[START]

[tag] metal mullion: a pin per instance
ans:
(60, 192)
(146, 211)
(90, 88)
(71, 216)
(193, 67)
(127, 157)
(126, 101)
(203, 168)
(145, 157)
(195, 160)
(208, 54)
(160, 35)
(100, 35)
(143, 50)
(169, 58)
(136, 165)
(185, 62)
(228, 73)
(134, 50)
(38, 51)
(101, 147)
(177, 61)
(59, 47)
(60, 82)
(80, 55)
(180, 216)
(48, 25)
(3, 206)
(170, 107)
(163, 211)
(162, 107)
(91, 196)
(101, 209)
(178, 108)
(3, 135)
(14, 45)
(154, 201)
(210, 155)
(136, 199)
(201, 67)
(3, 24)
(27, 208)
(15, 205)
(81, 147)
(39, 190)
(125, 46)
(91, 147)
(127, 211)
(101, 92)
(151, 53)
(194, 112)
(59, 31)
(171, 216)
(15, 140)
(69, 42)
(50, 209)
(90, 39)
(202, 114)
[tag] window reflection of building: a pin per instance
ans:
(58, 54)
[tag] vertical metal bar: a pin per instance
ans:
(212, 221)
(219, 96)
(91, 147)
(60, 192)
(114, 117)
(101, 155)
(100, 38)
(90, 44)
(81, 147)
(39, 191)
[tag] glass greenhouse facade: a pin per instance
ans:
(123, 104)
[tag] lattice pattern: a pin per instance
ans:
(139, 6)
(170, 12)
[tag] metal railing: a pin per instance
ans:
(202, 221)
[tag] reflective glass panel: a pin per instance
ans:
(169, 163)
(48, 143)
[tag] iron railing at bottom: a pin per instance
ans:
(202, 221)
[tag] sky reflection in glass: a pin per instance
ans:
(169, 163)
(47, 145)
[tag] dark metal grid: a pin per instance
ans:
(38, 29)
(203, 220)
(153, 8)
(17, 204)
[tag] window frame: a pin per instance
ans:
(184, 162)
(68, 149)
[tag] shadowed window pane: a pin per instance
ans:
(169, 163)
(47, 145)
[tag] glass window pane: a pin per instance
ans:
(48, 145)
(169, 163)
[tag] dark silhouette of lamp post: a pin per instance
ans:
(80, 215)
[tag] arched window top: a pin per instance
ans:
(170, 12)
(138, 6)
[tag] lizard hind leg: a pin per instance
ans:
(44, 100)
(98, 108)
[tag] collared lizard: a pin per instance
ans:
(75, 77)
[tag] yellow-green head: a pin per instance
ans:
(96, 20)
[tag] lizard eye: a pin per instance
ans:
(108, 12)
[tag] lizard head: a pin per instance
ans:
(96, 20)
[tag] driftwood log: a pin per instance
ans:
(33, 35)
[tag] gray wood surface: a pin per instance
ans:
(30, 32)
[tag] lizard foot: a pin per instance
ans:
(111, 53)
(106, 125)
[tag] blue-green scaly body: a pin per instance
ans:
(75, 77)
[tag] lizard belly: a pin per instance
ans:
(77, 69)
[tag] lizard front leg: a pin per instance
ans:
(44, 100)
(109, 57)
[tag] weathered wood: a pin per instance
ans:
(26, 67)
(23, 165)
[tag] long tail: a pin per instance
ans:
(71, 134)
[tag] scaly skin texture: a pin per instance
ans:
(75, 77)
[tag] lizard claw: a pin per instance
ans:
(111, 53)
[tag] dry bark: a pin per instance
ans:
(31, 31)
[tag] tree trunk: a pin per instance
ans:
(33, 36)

[END]

PROBLEM TO SOLVE: Rewrite all of the lines above, replacing each "lizard" with "reptile" and leaving everything else unchanged.

SOLVED PROBLEM:
[tag] metal mullion: a pin per instance
ans:
(60, 192)
(146, 211)
(90, 88)
(71, 216)
(193, 67)
(127, 157)
(126, 101)
(203, 168)
(145, 157)
(195, 160)
(208, 54)
(160, 35)
(100, 35)
(143, 50)
(169, 58)
(136, 165)
(185, 62)
(228, 73)
(134, 50)
(38, 51)
(101, 147)
(177, 61)
(59, 47)
(60, 82)
(80, 55)
(180, 216)
(48, 25)
(3, 206)
(170, 107)
(163, 211)
(162, 107)
(91, 196)
(101, 209)
(178, 108)
(3, 135)
(14, 45)
(154, 201)
(210, 155)
(136, 199)
(201, 67)
(3, 24)
(27, 208)
(15, 205)
(81, 147)
(39, 190)
(125, 46)
(91, 147)
(127, 211)
(101, 92)
(151, 53)
(194, 112)
(59, 31)
(171, 216)
(15, 140)
(69, 42)
(50, 209)
(90, 39)
(202, 114)
[tag] window reflection of building: a pin per instance
ans:
(58, 54)
[tag] vertical metal bar: a pin per instance
ans:
(212, 221)
(219, 96)
(91, 147)
(60, 192)
(114, 117)
(101, 155)
(100, 38)
(90, 44)
(81, 147)
(39, 191)
[tag] glass greenhouse facade: a pin per instance
ans:
(123, 104)
[tag] lattice pattern: a pin per instance
ans:
(139, 6)
(170, 12)
[tag] metal railing: a pin per instance
ans:
(202, 221)
[tag] reflective glass panel: a pin per instance
ans:
(169, 163)
(48, 143)
[tag] iron railing at bottom: a pin per instance
ans:
(202, 221)
[tag] sky reflection in glass: a pin per instance
ans:
(169, 163)
(47, 145)
[tag] dark metal grid: a pin per instance
ans:
(38, 29)
(203, 220)
(153, 8)
(17, 204)
[tag] window frame: a pin per instance
ans:
(184, 162)
(68, 149)
[tag] shadowed window pane: a pin per instance
ans:
(169, 163)
(47, 145)
[tag] glass window pane: a pin per instance
ans:
(48, 145)
(169, 163)
[tag] dark silhouette of lamp post: a pin per instance
ans:
(80, 215)
[tag] arched window top: a pin per instance
ans:
(170, 12)
(138, 6)
[tag] reptile hind leg: a pin per instance
ans:
(44, 100)
(98, 108)
[tag] collared reptile: a pin per instance
ans:
(75, 77)
[tag] yellow-green head: a pin per instance
ans:
(96, 20)
[tag] reptile eye: a pin per instance
ans:
(108, 12)
[tag] reptile head: a pin per instance
ans:
(96, 20)
[tag] driftwood log: a pin per instance
ans:
(33, 35)
[tag] gray wood surface: a pin per instance
ans:
(30, 32)
[tag] reptile foot: a pin per instance
ans:
(111, 53)
(106, 125)
[tag] blue-green scaly body: a pin per instance
ans:
(75, 77)
[tag] reptile belly: a pin per instance
ans:
(77, 69)
[tag] reptile front leg: a pin per instance
ans:
(44, 100)
(109, 57)
[tag] weathered wood: a pin per instance
ans:
(26, 67)
(23, 165)
[tag] long tail: a pin per instance
ans:
(71, 134)
[tag] scaly skin texture: a pin per instance
ans:
(75, 77)
[tag] reptile claw: a pin per instance
ans:
(111, 53)
[tag] dry bark: a pin per instance
ans:
(31, 31)
[tag] tree trunk: a pin per instance
ans:
(33, 36)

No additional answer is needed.